> Quoted passage
============================================================

To see what this might mean, consider a country consisting of one city surrounded by a collection of small villages – London in the Middle Ages might be a good example. Suppose the disease breaks out ferociously in the city but, because they are separated and take precautions, the villages see a much sparser rate of infection. If we were to compute the net case reproduction rate averaged over the city we’d capture all the ferocity of the epidemic’s spread. But if we compute the rate over the whole country, we’d see a far milder epidemic. Because the same disease is spreading in different circumstances, averaging may be misleading – too mild for the city, but too large for the countryside. When interpreting an average, you always need to know what population has been averaged over. It is possible to manipulate the reported \(\mathcal{R}\) value accidentally, or deliberately by judicious choice of population.

For all these reasons it’s important not to fixate on \(\mathcal{R}\). The fact that it’s a number can sometimes give a false sense of security, because numbers suggest certainty and precision – and measuring \(\mathcal{R}\) in the midst of an on-going epidemic offers neither. A value of \(\mathcal{R}\) that’s reducing over time is a good sign. But \(\mathcal{R}\) falling – or seeming to fall – below 1 isn’t enough to prove that countermeasures are working and can be relaxed.

============================================================

> Information supplied
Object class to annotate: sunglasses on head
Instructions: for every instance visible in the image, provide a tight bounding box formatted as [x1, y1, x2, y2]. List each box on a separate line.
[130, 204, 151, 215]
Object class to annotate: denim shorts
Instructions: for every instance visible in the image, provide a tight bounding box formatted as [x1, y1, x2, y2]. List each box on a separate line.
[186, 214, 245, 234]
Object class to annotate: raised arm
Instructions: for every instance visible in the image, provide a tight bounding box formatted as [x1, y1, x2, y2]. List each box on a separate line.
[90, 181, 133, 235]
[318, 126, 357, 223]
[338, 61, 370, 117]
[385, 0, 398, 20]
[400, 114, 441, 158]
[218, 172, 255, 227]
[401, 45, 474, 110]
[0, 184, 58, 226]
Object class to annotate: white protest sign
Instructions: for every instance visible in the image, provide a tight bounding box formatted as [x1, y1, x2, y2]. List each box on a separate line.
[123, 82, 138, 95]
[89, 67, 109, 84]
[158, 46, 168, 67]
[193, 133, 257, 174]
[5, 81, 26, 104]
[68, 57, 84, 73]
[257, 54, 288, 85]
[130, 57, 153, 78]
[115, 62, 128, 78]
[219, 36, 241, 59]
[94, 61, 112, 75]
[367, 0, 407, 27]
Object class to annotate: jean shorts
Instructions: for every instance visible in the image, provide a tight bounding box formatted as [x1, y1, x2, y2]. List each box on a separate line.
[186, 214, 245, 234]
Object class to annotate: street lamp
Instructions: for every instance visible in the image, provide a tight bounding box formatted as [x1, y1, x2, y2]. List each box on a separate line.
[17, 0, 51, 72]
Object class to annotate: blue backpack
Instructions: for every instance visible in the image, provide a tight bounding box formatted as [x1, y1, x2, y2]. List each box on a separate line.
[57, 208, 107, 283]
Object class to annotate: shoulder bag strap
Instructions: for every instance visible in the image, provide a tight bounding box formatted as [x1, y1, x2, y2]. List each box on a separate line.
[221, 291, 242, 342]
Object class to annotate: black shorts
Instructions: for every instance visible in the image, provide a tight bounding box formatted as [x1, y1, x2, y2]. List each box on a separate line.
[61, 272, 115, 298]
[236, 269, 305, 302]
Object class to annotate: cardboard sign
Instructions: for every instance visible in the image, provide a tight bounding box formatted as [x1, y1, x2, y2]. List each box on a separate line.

============================================================

> What you have to do
Extract the part of the passage on the reproduction rate above from "For all these" to "can be relaxed.", word for word.

> Response
For all these reasons it’s important not to fixate on \(\mathcal{R}\). The fact that it’s a number can sometimes give a false sense of security, because numbers suggest certainty and precision – and measuring \(\mathcal{R}\) in the midst of an on-going epidemic offers neither. A value of \(\mathcal{R}\) that’s reducing over time is a good sign. But \(\mathcal{R}\) falling – or seeming to fall – below 1 isn’t enough to prove that countermeasures are working and can be relaxed.